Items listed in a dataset
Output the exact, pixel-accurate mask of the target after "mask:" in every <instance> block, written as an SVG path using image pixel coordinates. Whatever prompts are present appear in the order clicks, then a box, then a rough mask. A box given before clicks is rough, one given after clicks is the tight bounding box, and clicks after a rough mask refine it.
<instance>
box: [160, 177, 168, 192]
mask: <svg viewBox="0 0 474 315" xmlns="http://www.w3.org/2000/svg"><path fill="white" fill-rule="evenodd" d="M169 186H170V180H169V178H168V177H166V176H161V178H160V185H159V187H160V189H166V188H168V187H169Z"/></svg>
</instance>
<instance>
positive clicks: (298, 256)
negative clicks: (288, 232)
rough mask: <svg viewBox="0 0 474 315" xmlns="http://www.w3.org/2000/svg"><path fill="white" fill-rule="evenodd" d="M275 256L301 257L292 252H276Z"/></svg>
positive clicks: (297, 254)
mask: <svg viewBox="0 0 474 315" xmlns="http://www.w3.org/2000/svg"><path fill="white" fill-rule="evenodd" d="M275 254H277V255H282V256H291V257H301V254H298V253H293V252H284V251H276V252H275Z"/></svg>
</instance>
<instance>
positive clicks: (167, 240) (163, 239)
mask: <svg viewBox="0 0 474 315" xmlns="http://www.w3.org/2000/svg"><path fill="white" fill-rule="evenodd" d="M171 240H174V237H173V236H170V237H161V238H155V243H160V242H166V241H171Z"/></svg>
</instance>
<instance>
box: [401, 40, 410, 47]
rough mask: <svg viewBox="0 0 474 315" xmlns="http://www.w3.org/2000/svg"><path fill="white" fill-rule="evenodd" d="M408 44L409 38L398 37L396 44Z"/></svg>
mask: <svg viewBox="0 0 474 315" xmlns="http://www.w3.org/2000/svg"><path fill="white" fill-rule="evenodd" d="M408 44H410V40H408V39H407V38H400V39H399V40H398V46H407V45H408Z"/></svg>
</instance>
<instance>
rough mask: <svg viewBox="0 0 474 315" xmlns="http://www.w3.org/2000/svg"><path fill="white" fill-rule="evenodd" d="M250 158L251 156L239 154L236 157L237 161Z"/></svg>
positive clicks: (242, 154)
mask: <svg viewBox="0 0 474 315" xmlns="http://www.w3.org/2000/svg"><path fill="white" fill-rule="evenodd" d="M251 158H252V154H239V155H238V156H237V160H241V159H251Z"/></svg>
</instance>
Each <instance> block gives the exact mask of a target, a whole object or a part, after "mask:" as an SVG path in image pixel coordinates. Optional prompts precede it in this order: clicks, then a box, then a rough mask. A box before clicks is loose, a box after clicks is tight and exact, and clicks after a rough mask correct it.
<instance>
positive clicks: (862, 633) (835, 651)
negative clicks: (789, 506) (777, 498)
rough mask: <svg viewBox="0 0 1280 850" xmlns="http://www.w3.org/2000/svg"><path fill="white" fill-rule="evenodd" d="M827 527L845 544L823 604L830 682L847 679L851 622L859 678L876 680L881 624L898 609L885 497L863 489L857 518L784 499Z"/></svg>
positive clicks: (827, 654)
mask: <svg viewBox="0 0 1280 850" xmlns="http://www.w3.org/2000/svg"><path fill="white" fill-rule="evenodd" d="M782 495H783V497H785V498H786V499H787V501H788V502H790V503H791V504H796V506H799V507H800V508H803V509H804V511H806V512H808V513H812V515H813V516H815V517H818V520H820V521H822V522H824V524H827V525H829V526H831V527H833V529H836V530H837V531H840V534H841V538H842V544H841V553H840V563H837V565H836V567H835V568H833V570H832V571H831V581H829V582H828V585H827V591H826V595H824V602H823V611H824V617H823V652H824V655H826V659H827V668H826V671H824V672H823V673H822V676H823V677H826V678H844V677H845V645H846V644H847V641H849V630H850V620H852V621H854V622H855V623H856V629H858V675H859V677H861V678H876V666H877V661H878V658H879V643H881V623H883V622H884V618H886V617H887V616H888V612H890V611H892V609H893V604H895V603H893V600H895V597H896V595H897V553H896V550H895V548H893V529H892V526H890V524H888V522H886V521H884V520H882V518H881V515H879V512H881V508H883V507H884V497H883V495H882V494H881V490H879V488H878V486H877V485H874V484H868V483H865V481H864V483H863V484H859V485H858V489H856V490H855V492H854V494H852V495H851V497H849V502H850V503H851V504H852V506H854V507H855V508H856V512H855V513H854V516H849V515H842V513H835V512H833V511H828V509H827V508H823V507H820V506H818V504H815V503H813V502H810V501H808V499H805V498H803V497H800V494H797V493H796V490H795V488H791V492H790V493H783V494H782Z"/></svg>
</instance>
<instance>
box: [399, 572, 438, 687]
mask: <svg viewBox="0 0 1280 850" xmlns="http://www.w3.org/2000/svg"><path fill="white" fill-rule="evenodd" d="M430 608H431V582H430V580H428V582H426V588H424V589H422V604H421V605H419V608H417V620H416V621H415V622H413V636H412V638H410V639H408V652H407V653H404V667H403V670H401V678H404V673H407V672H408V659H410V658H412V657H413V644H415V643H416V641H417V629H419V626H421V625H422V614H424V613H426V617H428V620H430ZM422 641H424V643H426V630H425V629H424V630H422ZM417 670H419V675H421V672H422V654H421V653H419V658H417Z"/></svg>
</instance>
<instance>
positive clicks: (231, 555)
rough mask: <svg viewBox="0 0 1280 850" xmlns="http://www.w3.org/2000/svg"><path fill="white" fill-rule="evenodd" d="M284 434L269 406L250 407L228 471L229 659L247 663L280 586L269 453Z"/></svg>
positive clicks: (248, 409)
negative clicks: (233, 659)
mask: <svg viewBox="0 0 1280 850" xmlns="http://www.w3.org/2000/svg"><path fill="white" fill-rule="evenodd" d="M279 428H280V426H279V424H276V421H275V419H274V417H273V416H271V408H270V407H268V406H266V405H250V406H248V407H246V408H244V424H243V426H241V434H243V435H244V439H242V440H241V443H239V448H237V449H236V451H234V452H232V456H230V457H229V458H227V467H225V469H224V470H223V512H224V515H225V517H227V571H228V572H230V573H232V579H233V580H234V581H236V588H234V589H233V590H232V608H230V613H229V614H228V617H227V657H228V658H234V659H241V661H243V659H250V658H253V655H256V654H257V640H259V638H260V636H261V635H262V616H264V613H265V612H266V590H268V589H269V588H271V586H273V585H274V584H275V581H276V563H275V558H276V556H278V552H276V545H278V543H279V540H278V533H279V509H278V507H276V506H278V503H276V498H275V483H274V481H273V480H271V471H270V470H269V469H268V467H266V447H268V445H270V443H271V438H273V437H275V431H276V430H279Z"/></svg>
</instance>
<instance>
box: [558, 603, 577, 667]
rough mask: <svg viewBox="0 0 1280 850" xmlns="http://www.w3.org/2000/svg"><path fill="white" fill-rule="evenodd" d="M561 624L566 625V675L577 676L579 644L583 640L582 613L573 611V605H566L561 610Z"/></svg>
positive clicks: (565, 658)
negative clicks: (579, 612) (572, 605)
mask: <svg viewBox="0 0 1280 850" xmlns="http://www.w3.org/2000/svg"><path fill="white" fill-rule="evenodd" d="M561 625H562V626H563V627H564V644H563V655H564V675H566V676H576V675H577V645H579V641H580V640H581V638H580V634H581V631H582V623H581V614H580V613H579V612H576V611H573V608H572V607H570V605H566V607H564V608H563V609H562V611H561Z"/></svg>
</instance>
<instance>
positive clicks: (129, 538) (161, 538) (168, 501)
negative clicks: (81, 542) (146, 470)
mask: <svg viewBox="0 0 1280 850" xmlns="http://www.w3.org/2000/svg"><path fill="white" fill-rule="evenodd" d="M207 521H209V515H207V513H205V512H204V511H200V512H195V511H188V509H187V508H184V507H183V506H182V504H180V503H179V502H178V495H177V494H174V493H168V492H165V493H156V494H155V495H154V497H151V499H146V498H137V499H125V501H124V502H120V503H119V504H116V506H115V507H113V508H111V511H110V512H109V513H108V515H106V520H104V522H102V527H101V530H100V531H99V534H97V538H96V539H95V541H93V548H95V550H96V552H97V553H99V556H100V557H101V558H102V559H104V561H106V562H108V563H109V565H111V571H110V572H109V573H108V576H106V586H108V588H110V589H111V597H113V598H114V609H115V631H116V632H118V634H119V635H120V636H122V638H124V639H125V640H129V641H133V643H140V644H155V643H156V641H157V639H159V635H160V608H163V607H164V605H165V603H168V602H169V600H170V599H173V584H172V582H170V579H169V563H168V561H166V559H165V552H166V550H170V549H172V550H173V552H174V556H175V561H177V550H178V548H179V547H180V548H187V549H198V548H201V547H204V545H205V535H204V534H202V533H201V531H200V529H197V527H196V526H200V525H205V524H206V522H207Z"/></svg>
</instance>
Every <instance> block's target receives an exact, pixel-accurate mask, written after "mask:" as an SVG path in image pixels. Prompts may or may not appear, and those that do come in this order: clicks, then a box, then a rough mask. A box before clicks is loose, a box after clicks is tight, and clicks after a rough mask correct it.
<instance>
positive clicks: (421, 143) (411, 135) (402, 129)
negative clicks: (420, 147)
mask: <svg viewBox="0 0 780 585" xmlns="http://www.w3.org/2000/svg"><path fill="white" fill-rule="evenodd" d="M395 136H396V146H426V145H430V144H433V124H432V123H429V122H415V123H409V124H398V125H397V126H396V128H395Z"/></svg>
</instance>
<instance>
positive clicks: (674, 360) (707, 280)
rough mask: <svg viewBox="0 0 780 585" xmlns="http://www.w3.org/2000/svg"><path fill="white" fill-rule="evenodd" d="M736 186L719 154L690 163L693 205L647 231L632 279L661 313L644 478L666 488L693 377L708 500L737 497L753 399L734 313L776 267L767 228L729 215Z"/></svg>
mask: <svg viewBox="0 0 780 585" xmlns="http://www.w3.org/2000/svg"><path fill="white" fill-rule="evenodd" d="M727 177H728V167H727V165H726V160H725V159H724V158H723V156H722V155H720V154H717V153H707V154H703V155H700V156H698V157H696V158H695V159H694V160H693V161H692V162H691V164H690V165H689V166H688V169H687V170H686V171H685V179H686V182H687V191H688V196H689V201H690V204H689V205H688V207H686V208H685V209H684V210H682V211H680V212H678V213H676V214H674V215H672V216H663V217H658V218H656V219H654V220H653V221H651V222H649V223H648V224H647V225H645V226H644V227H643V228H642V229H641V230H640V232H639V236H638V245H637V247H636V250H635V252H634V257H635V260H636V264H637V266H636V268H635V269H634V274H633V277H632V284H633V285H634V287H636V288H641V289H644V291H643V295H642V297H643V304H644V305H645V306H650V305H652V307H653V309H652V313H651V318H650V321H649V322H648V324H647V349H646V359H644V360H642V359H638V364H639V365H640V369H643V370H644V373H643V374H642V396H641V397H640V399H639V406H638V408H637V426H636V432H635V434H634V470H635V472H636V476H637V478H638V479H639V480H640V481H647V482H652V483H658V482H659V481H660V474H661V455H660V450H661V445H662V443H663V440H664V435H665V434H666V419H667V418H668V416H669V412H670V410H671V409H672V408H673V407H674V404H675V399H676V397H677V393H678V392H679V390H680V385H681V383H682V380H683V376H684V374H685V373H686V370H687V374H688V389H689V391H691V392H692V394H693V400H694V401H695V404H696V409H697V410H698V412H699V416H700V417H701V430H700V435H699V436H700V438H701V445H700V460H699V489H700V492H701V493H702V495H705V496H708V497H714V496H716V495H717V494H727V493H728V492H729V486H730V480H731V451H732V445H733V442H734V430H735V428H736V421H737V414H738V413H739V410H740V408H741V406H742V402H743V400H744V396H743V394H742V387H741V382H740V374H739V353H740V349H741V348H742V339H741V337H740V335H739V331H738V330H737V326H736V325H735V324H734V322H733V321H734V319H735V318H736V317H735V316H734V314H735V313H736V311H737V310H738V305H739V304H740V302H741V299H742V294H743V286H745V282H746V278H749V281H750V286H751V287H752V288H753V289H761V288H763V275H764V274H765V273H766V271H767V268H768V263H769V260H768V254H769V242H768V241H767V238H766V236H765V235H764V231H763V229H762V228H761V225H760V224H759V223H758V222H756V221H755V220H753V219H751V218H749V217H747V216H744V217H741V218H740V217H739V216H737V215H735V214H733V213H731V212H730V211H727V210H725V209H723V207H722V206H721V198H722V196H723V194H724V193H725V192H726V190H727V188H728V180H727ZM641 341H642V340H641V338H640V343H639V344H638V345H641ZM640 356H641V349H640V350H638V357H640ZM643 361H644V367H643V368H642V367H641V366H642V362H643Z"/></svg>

*ASSIGNMENT*: Check the lines above for the word "order" and give the number of lines where it appears, with no other text.

*EXERCISE OUTPUT*: 3